┏━━

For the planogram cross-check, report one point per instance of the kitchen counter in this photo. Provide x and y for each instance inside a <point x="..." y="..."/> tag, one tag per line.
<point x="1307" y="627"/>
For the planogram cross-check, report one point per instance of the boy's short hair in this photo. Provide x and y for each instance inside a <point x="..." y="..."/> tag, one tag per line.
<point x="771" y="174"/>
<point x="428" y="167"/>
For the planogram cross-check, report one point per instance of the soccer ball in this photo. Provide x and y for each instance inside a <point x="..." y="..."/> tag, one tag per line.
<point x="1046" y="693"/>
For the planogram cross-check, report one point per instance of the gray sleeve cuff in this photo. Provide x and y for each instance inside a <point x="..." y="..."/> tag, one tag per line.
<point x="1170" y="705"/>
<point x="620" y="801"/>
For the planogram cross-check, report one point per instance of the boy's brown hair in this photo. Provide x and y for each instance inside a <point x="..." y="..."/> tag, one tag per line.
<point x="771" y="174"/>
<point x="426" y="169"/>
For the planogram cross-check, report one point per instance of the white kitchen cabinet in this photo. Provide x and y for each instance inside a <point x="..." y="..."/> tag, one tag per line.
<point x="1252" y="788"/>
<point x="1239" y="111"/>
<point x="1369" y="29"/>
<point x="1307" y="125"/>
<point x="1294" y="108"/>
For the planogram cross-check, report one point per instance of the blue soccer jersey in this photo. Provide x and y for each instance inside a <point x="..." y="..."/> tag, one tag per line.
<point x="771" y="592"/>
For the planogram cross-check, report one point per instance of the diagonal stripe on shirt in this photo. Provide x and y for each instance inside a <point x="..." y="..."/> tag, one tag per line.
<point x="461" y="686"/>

┗━━

What is needed is an exact transcription of every entry.

For the planogram cross-check, report one point per instance of the kitchen counter in this photo. Provide x and y for each instance inside a <point x="..." y="..."/> tag, one tag per line.
<point x="1307" y="627"/>
For the planogram cross-check, report one point per instance of the boy's short hair in this photo. Provide x and y for each instance inside a <point x="..." y="..."/> tag, one tag per line.
<point x="771" y="174"/>
<point x="428" y="167"/>
For the planogram cross-check, report one point per instance of the soccer ball in this photo. Provide x and y for each instance inside a <point x="..." y="..."/> tag, one tag per line.
<point x="1046" y="693"/>
For the planogram cross-check, report one point per instance of the gray sleeve cuff in this photo. Provide x and y for each instance inside a <point x="..." y="..."/> tag, one tag per line.
<point x="1170" y="705"/>
<point x="620" y="801"/>
For the planogram cross-check, report one point per instance of the boy's brown hair in this photo. Provide x and y for each instance inside a <point x="..." y="..."/> tag, one tag per line.
<point x="771" y="174"/>
<point x="426" y="169"/>
For the planogram cross-check, report one point per instance of the white kitchen cabinet in this photo. Provide x and y for each instance inside a <point x="..." y="..."/> tag, one tag per line.
<point x="1252" y="788"/>
<point x="1239" y="111"/>
<point x="1369" y="29"/>
<point x="1307" y="125"/>
<point x="1294" y="108"/>
For the planogram cross-check, report one point per instance of the blue soccer jersey in this photo. Provide x and y for each instance inside a <point x="..." y="..."/> tag, one tag per line.
<point x="771" y="592"/>
For the planogram cross-check, report one point per instance of the diagonal stripe on shirt in this photo. Provide x and y for each instance inside a <point x="..." y="..."/> tag, one tag per line.
<point x="461" y="686"/>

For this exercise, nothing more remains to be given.